● **Work item**: If a line of the data below holds the string "trimmed", copy it.

════════════════

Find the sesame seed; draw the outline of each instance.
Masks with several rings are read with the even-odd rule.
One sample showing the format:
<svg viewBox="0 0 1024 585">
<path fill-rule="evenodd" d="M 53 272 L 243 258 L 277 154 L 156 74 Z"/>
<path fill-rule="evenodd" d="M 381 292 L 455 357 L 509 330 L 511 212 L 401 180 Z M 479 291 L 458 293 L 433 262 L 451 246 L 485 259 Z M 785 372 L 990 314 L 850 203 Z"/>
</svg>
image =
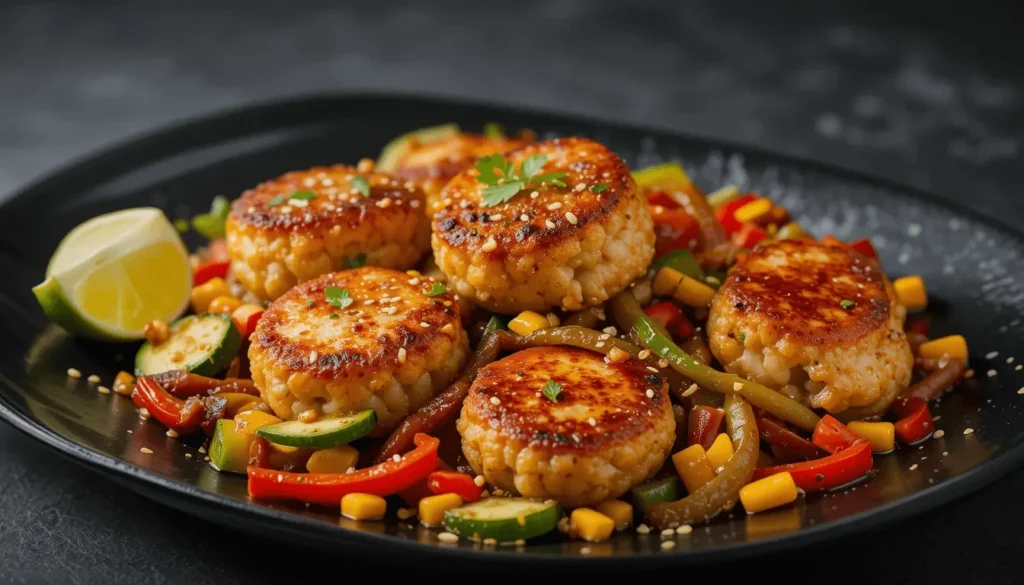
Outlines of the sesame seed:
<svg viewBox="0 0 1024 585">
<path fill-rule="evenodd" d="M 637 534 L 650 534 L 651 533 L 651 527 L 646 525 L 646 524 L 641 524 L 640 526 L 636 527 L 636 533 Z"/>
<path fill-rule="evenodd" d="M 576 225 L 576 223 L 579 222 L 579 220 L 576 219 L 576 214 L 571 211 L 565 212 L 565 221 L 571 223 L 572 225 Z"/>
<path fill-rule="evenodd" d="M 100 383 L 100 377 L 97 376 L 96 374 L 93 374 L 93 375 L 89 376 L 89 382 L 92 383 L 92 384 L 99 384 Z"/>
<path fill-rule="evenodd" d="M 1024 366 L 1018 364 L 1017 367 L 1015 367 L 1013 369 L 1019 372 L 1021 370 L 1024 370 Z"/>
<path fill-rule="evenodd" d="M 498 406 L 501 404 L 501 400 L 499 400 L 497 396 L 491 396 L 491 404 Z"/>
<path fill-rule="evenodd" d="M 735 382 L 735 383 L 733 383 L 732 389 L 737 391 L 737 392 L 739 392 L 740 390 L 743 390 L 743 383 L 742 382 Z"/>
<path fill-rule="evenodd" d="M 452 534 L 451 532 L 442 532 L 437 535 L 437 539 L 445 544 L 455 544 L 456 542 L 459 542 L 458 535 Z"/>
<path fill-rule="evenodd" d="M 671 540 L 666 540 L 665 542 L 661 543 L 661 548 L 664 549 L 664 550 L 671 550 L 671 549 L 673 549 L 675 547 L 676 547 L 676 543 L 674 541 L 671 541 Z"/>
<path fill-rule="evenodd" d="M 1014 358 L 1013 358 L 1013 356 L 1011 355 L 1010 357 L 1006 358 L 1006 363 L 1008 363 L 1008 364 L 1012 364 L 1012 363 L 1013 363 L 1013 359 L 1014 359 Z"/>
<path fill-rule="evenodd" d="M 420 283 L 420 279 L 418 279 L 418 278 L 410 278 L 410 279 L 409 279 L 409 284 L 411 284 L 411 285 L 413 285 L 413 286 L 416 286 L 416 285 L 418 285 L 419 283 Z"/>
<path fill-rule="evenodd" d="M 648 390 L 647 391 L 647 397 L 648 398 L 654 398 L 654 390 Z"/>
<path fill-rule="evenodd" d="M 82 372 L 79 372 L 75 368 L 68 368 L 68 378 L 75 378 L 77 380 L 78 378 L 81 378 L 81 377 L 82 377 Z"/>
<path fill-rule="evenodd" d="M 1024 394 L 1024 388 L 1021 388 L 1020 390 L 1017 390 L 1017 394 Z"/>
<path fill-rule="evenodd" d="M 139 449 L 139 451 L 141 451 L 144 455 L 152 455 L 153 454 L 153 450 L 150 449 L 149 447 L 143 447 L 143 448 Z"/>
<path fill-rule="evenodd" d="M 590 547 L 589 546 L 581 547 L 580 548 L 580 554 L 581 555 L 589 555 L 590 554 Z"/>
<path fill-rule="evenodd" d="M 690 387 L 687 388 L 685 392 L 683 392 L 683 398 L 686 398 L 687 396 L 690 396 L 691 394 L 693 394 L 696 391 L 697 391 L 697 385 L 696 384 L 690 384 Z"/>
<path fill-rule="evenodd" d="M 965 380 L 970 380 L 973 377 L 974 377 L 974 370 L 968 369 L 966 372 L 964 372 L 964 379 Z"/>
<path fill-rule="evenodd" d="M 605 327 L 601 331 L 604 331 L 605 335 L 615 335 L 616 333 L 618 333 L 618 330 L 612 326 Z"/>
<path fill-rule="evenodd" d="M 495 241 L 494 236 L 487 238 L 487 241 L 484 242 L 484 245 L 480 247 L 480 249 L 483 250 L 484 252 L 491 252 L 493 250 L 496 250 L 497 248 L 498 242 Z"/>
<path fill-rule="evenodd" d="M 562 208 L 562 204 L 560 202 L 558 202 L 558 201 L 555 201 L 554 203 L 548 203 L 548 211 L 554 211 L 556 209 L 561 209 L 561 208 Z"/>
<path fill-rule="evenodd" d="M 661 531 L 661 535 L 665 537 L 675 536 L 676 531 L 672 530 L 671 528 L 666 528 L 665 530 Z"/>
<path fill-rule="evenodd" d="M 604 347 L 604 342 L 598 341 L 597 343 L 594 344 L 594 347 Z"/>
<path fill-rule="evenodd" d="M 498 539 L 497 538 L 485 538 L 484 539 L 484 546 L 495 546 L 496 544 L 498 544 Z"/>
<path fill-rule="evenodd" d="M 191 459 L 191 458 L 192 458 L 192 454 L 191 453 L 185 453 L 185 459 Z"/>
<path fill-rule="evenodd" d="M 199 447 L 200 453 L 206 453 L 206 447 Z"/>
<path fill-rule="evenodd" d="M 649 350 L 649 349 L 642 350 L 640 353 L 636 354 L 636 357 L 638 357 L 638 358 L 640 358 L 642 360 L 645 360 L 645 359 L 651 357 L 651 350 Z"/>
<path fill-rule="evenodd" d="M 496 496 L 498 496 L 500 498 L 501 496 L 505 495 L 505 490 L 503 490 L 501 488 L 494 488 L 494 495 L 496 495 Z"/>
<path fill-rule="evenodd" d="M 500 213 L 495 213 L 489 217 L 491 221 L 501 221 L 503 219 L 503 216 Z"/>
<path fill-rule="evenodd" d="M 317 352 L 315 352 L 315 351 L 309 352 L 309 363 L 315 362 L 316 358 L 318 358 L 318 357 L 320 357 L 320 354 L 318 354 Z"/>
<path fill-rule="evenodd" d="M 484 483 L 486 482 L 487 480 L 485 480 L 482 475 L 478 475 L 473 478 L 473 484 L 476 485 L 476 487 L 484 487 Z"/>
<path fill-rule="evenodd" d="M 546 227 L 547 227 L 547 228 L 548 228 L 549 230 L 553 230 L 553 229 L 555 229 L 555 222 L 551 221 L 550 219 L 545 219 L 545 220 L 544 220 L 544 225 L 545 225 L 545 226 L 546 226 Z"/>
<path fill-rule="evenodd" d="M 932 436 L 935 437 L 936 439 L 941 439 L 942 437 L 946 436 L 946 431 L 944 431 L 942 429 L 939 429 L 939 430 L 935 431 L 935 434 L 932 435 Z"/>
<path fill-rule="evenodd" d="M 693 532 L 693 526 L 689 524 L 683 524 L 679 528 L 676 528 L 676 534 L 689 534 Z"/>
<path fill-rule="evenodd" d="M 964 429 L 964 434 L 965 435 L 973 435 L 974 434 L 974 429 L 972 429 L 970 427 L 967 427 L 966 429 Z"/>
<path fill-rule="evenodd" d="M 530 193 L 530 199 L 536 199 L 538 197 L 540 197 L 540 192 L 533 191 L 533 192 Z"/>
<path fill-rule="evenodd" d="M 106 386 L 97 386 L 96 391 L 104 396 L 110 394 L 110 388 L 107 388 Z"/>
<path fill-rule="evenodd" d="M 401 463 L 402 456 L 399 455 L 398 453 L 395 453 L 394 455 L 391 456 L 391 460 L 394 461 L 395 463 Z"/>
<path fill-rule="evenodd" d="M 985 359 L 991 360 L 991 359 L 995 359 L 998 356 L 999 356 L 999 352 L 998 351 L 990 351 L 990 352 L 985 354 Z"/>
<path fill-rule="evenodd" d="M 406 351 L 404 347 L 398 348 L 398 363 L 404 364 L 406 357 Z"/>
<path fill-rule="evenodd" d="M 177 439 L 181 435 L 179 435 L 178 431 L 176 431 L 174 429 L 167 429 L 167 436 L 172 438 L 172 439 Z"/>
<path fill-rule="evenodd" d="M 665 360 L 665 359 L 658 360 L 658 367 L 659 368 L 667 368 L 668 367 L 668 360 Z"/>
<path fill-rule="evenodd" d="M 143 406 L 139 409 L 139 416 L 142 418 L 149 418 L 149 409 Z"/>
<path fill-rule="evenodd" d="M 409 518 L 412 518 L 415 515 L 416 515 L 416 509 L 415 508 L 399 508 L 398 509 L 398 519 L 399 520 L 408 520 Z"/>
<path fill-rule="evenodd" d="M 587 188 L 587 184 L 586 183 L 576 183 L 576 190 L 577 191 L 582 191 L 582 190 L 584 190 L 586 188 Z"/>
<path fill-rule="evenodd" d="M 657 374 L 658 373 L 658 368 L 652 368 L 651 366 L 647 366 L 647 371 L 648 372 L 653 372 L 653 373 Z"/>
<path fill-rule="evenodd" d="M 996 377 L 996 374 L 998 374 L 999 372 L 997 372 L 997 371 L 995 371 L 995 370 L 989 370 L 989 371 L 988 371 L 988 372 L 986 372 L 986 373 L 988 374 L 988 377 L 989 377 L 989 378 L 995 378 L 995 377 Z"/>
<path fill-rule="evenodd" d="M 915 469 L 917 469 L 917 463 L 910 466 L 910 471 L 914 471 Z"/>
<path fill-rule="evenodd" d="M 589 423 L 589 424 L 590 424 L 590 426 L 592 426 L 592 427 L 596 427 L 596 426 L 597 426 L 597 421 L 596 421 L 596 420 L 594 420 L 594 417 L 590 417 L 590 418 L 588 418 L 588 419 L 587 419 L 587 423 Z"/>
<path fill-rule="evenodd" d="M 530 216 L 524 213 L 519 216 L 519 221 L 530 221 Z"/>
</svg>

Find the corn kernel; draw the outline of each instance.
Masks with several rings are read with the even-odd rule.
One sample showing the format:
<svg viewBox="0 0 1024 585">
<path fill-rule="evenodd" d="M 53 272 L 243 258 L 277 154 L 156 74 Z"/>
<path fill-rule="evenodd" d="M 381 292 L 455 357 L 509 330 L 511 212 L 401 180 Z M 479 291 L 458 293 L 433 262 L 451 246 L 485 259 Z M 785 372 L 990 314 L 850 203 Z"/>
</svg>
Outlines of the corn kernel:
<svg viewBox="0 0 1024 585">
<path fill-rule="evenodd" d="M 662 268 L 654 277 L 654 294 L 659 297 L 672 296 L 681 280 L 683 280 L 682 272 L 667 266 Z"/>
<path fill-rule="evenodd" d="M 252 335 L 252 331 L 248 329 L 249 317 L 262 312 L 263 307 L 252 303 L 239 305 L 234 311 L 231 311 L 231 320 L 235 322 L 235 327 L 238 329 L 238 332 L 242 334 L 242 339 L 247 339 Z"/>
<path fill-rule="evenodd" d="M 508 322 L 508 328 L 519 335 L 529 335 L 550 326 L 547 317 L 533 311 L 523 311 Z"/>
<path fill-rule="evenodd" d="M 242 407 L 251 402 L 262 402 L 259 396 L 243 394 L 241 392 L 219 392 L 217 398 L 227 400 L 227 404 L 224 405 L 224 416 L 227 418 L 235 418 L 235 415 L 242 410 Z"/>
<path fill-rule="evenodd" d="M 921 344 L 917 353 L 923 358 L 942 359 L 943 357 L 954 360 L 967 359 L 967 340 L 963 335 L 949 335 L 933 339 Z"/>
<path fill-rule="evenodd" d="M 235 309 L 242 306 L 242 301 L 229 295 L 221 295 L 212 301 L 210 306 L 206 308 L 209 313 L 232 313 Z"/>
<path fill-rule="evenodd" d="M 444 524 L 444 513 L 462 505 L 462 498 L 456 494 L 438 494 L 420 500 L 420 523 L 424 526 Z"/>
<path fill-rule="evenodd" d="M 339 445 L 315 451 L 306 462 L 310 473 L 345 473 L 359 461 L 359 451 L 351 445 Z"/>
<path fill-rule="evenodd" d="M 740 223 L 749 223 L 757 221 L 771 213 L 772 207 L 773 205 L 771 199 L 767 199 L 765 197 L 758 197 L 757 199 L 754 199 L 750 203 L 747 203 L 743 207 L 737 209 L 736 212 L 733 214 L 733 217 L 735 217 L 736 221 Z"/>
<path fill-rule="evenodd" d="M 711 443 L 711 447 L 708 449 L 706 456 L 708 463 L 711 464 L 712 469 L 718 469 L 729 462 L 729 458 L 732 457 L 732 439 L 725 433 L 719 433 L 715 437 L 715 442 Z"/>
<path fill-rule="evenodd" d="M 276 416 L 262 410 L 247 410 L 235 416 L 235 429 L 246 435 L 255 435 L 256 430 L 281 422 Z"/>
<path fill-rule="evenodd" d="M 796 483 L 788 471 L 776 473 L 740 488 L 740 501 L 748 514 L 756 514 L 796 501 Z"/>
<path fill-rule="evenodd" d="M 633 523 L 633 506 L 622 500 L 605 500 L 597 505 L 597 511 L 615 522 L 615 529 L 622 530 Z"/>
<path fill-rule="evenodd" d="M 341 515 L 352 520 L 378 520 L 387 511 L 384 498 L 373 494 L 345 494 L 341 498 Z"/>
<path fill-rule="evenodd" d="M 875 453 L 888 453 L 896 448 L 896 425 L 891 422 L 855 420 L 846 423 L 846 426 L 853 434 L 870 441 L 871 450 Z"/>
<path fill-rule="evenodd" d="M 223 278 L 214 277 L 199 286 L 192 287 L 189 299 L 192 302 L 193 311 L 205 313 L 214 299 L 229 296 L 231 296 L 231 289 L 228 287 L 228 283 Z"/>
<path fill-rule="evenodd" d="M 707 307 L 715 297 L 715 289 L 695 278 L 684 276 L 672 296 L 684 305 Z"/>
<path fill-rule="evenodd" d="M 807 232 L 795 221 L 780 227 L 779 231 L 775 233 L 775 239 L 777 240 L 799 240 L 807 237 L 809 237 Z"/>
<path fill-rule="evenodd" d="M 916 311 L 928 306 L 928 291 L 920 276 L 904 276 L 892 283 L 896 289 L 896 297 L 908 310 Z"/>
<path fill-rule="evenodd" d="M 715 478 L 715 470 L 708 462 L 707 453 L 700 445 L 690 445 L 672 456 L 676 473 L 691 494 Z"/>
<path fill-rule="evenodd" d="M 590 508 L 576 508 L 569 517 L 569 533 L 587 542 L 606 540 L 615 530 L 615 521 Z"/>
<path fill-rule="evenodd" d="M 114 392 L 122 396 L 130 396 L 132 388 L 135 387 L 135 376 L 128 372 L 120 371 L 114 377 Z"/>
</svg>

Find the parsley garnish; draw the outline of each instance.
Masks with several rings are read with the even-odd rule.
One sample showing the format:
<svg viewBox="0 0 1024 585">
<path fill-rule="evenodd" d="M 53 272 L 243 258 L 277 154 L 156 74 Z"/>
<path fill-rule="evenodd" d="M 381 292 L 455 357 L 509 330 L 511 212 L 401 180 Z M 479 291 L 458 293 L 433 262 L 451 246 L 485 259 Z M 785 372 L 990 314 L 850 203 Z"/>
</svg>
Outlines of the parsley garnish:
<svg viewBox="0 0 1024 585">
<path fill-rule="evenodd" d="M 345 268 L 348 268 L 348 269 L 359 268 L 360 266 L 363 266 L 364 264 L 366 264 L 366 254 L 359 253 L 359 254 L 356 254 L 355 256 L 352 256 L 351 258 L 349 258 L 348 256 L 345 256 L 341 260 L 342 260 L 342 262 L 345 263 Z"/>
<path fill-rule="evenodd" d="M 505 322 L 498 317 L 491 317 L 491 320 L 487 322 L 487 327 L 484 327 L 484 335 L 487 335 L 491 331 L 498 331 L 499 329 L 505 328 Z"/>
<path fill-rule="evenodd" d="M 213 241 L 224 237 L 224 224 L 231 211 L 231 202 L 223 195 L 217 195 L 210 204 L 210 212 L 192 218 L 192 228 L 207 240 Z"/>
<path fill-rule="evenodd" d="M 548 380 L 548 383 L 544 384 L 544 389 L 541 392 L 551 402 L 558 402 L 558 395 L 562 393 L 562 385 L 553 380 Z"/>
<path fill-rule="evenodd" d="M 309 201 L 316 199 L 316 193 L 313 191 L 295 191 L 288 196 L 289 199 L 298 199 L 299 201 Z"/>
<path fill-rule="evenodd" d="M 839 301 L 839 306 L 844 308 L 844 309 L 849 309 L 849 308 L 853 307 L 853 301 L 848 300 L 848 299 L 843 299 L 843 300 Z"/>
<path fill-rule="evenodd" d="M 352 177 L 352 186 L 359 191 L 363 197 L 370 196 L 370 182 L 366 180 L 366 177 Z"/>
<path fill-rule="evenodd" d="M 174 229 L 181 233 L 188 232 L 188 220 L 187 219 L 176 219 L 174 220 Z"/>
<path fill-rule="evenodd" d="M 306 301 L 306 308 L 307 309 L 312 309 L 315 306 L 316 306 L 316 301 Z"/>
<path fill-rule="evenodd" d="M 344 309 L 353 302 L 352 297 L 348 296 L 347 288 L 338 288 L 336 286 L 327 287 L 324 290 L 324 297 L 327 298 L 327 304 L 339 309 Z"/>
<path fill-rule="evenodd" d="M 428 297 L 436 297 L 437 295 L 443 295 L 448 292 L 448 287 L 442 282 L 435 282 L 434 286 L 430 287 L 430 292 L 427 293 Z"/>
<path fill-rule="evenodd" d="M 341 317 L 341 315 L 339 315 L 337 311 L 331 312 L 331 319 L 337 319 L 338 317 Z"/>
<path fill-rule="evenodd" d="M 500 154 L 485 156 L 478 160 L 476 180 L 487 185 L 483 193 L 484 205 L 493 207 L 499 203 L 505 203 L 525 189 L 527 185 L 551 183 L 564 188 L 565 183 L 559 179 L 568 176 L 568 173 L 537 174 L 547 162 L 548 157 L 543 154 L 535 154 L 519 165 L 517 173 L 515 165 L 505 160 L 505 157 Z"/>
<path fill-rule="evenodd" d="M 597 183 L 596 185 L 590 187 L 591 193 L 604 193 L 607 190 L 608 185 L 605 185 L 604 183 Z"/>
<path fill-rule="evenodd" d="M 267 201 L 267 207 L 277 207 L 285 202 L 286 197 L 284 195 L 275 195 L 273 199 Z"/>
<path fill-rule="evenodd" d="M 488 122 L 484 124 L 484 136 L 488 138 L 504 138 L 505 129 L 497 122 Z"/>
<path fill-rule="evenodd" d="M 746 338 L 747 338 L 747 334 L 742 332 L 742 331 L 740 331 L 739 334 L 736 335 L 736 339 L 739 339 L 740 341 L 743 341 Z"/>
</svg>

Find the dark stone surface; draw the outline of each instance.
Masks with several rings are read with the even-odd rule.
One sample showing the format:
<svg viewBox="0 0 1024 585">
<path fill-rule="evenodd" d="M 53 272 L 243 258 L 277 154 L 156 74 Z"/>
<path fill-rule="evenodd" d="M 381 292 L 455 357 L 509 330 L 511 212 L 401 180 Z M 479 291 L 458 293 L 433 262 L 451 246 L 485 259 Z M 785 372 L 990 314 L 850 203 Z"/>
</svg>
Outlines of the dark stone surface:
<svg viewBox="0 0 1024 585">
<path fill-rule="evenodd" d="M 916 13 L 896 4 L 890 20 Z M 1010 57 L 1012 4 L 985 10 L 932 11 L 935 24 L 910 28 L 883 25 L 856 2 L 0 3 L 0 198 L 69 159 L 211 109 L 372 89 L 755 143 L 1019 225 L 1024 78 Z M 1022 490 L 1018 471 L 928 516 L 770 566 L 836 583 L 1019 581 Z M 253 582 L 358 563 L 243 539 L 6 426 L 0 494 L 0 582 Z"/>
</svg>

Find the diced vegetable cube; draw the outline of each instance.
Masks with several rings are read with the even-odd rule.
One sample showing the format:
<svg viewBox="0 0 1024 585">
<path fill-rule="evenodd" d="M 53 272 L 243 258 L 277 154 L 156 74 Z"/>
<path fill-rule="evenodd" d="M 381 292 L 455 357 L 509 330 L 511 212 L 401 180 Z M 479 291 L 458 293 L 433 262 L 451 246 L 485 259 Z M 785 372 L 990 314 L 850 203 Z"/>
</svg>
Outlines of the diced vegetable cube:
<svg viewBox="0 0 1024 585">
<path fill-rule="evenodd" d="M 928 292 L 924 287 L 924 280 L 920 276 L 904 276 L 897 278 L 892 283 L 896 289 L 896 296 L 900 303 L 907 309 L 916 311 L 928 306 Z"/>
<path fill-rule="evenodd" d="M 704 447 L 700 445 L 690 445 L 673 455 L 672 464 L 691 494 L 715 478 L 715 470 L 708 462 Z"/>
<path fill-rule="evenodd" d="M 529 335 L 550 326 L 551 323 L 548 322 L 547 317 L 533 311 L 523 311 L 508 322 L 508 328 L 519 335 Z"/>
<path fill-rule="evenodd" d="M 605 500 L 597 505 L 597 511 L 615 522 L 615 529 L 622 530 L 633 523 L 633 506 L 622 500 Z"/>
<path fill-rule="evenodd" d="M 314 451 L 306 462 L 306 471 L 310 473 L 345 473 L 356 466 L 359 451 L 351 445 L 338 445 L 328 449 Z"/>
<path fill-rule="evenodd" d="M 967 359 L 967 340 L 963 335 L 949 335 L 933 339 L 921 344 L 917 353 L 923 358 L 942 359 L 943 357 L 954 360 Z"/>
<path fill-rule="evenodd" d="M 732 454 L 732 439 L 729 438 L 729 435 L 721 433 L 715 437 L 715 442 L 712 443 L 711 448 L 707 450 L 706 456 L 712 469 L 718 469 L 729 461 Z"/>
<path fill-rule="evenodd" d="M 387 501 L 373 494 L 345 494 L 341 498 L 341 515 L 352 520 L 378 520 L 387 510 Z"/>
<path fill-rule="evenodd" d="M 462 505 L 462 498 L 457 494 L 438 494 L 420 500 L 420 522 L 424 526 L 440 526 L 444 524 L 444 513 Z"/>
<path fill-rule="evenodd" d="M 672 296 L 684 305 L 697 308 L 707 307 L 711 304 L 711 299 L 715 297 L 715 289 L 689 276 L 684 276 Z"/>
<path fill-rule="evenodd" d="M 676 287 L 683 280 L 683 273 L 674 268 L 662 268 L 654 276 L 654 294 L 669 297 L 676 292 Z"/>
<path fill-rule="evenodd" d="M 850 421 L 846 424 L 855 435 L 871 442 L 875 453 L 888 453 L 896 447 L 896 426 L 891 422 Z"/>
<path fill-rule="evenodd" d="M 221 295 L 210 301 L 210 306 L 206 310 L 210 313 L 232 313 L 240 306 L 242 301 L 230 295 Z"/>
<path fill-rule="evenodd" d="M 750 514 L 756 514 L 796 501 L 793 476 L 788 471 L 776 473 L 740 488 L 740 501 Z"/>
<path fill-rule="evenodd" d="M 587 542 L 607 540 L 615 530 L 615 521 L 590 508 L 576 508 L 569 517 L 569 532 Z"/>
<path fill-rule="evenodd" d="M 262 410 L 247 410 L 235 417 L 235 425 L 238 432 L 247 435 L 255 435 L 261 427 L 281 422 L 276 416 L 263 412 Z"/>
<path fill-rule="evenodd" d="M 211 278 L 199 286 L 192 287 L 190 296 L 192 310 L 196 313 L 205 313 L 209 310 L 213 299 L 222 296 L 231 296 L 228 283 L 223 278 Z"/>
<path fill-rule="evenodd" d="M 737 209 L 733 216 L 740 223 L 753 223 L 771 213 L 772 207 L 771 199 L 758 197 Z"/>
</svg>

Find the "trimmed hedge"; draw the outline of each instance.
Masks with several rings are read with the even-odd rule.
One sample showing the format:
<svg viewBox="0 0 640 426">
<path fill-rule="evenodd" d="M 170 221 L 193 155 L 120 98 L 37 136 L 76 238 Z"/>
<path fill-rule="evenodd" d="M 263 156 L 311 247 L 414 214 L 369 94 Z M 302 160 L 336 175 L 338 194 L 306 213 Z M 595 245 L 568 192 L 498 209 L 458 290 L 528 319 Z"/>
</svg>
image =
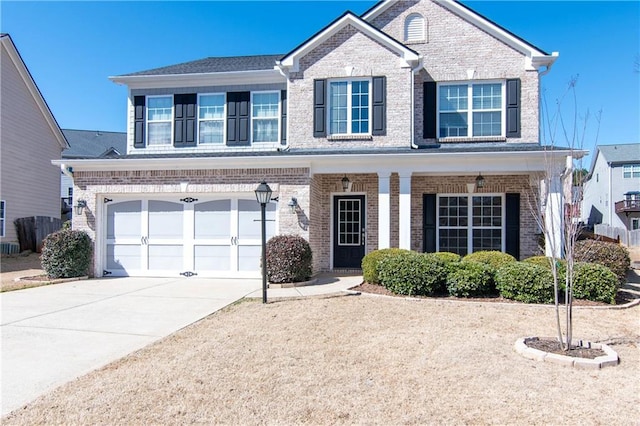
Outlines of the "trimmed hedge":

════════════════

● **Result of the exercise**:
Find the "trimmed hedge"; draw the outline of each instance.
Outlines of the "trimmed hedge":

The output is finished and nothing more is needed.